### RECORD EXCERPTS
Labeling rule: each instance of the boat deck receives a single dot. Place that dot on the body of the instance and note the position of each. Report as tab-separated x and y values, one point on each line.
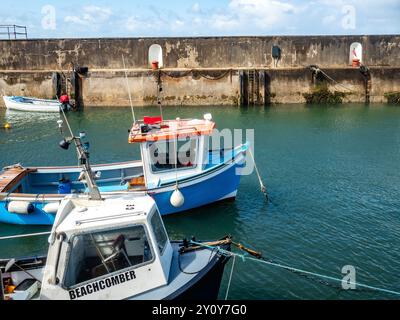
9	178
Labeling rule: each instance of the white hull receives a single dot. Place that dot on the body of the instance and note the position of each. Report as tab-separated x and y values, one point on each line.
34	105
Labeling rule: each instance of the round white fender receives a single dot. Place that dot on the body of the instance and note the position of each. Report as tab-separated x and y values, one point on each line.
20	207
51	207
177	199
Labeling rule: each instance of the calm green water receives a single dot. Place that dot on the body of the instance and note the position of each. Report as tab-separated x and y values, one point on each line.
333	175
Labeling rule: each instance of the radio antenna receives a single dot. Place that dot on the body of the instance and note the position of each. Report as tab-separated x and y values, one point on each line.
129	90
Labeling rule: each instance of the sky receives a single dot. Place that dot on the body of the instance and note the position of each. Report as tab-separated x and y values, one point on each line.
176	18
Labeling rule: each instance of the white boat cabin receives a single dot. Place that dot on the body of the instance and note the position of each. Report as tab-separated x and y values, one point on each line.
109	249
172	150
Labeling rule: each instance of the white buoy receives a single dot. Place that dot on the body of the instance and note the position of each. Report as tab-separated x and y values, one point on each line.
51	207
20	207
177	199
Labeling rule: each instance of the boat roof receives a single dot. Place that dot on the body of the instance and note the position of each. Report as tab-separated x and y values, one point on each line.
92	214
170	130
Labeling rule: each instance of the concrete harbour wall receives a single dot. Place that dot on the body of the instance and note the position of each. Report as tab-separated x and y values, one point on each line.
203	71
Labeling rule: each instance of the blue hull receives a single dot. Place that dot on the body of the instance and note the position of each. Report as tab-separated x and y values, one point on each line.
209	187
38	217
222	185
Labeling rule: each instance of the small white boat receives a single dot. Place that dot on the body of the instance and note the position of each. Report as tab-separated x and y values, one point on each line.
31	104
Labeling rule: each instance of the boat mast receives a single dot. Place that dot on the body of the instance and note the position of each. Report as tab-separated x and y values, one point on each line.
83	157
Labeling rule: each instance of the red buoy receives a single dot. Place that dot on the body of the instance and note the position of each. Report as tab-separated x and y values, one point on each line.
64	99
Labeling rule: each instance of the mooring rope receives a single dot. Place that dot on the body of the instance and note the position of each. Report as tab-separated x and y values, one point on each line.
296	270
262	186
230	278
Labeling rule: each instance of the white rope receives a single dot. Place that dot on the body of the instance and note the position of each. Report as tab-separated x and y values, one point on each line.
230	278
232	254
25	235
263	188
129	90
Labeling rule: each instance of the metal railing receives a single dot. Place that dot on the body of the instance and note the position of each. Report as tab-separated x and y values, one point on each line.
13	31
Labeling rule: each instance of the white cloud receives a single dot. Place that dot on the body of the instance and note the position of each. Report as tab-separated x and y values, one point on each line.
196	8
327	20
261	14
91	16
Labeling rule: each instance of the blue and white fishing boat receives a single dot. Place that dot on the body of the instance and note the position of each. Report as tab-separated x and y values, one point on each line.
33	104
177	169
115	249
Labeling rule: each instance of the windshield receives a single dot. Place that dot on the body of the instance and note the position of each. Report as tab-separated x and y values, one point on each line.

### AIM
Your task is to reproduce all of the material exactly. The pictures stay out.

### REPLY
Labeling rule: each instance of the boat deck receives a single dot. Place that dot on the body of the instance and note the position of each. Report as tab-separated x and y values, one point on each line.
9	178
Labeling rule: each instance of the white hull receives a single dot. Place that dot on the body of the instance and note the position of each. Report as tab-separated x and y values, one point on each line.
34	105
Labeling rule: each instance of the round white fender receives a single dot. Place that dot on the body of the instance and note the position of each. Report as tab-separated x and y values, one point on each line.
20	207
51	207
177	199
Labeling rule: each instance of the calm green water receives a single dot. Place that dot on the body of the instance and note the position of each. Report as tab-separated x and y values, one point on each line.
333	175
Labeling rule: each instance of the radio antenna receives a single dot. Place that dot on the body of the instance and note the position of each. Report as tab-separated x and y values, one point on each line.
129	90
Labeling rule: each instance of the sky receives a single dot. Place that dot on the body of the instance and note the position of each. Report as tab-separated x and y values, one point on each line.
176	18
Labeling rule: each instance of the white boat cabin receives a single dot. Place that dot on the body of the instance and note the position of each. Report as tab-separated x and y values, one point on each line.
109	249
172	150
Labeling rule: each instance of the white buoy receives a single dot. Place that dot on the body of the instance and note the position of each. Report as tab-separated x and y values, one point on each line.
51	207
20	207
177	199
Labeling rule: each instance of the boat roof receives a single dot. Place that dot on the body of the instance and note the position of each. Report as tab-separated x and y values, one point on each line.
92	214
170	130
Labeling rule: each instance of the concrete harbour wall receives a single dot. Place that dot on the body of the instance and note the position of each. Report as tab-separated x and y values, one point on each line.
203	71
Labeling rule: each instance of the blue hull receives a single dot. Place that dot on the body of the instance and note the position of each. Report as tab-separated x and y values, one point on each line.
209	187
38	217
222	185
Labeling rule: each instance of the small white boat receives a single dot. Place that dot on the body of the instance and note the position of each. Report as tab-separated x and y values, one point on each line.
31	104
Labeling rule: each instance of the boat mast receives a single dot. Place that dot on the body of the instance and note the position of each. Report as tab-separated x and y values, one point on each line.
83	157
Labeling rule: each instance of the red buoy receives a single dot. Place that dot on the body of the instance and note the position of each. Report as tab-separated x and y values, one point on each line.
64	99
Labeling rule: each instance of the mooring rope receives a single dot. Place that dot on the body of the instance and note the position of each. Report as tab-separated x and y values, one point on each line.
296	270
262	186
230	278
Labeling rule: each instance of the white rope receives a single dot. Place that dot on the body of the instance and note the position of each. Report as tab-separated x and y values, one point on each line.
230	278
232	254
25	235
263	188
129	90
Labeling rule: each instance of the metal railing receives a single dot. Place that dot on the body of the instance and note the position of each. Report as tab-separated x and y values, one point on each line.
13	31
Labeling rule: each instance of the white cloud receives a single dot. Place that dot on the body of the instance and note the position of each. Report as tab-separated x and y values, one point on each line.
196	8
327	20
261	14
91	16
Labeling rule: each instance of the blue and white fishing boat receives a single dot. Place that dot on the body of the instance and note the position of each. Report as tab-separated x and y values, one point on each line.
33	104
177	169
115	249
Labeling rule: each instance of the windshield receives a single dot. Place that dot on the body of the instance and note the position of each. Report as tab-separated x and y values, one point on each line.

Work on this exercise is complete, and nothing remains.